**Task to carry out:** Show all lines from the listing below that contain "positive".

**Dataset excerpts:**

-=-=-

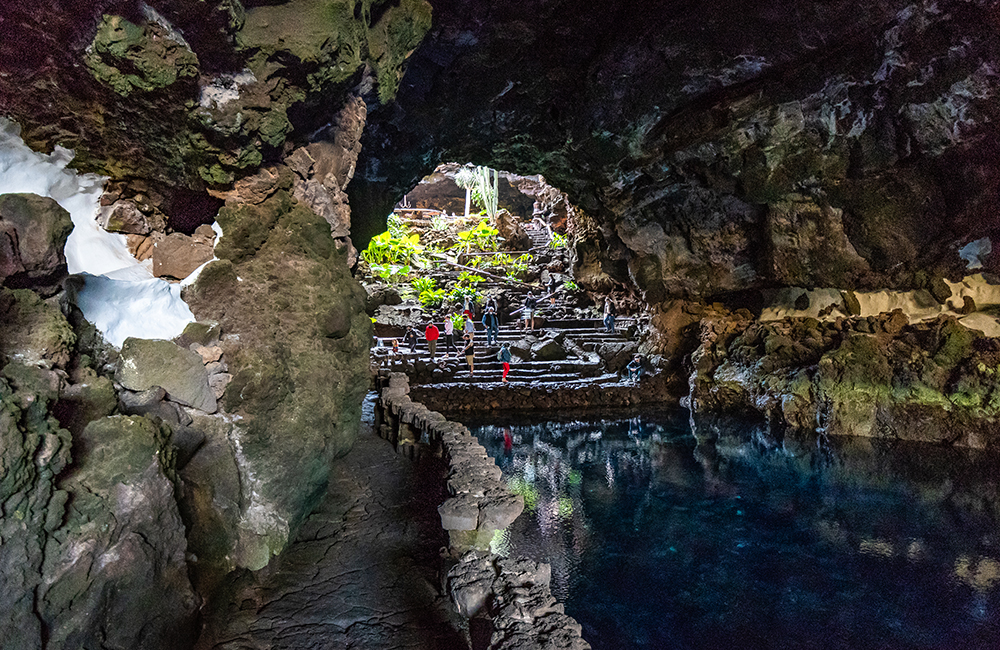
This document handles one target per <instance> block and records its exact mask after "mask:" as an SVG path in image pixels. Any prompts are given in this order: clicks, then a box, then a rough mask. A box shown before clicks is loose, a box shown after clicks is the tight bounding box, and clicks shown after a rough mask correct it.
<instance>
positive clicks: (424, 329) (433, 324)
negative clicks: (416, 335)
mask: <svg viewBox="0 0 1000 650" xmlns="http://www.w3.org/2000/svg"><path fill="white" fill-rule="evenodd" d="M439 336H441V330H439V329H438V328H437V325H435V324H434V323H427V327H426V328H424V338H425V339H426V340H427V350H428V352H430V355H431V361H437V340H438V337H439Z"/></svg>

-=-=-

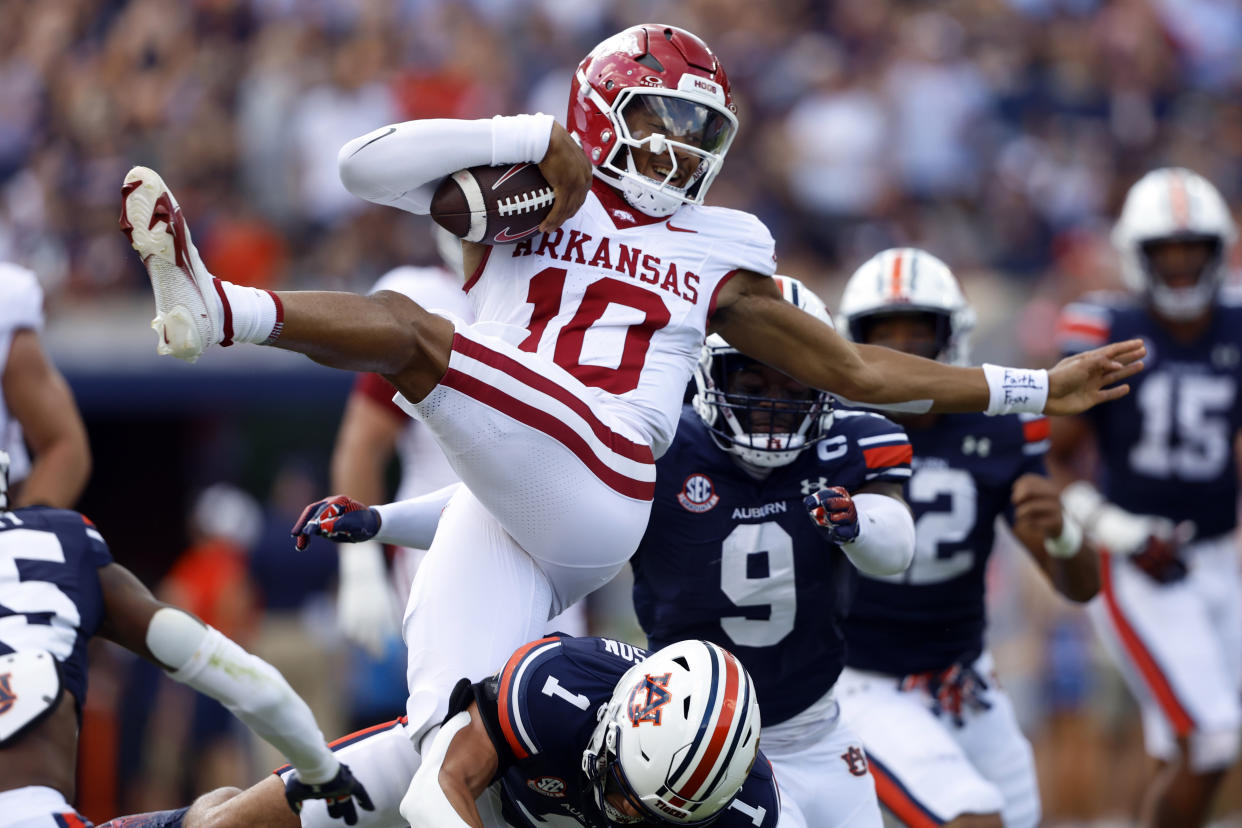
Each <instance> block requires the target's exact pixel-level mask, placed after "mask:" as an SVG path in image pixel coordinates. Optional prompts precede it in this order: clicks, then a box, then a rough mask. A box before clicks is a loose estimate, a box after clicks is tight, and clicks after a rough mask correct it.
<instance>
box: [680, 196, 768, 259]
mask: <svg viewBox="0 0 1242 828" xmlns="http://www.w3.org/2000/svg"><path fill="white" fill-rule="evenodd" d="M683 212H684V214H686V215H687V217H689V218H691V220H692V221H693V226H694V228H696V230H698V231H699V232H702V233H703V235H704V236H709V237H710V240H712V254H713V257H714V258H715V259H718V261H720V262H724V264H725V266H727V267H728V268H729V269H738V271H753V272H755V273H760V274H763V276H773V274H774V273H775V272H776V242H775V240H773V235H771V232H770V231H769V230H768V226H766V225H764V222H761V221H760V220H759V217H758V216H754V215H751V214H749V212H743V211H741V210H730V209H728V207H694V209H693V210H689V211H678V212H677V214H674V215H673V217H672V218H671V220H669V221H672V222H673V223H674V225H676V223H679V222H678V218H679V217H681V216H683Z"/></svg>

-=-=-

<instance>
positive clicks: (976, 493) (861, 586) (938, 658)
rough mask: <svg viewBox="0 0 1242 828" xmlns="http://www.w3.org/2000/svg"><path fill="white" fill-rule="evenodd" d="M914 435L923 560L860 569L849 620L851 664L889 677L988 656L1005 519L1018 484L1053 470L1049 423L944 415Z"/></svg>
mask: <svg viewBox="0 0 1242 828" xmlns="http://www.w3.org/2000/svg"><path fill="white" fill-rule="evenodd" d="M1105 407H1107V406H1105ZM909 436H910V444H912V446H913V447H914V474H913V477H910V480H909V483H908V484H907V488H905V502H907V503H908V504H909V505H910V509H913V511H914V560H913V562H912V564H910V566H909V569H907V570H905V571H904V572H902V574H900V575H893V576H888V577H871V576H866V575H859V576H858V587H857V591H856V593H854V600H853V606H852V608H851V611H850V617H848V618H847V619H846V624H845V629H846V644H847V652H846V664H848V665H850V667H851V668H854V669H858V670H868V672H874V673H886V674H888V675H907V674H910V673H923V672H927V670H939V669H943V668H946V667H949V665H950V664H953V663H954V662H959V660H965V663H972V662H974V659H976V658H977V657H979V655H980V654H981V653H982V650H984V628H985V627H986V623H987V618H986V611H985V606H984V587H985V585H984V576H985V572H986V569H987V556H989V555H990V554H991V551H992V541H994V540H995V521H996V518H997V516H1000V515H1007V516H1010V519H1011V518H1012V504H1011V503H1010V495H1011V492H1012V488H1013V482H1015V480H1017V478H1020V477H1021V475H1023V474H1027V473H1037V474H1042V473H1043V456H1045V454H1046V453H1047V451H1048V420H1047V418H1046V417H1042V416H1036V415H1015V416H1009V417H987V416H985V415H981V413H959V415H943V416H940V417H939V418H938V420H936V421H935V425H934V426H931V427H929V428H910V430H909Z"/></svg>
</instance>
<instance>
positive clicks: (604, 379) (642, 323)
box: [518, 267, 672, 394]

-=-=-

**Written answer:**
positive clicks: (424, 329) (433, 324)
positive clicks: (976, 493) (861, 586) (938, 658)
positive clicks: (604, 379) (642, 323)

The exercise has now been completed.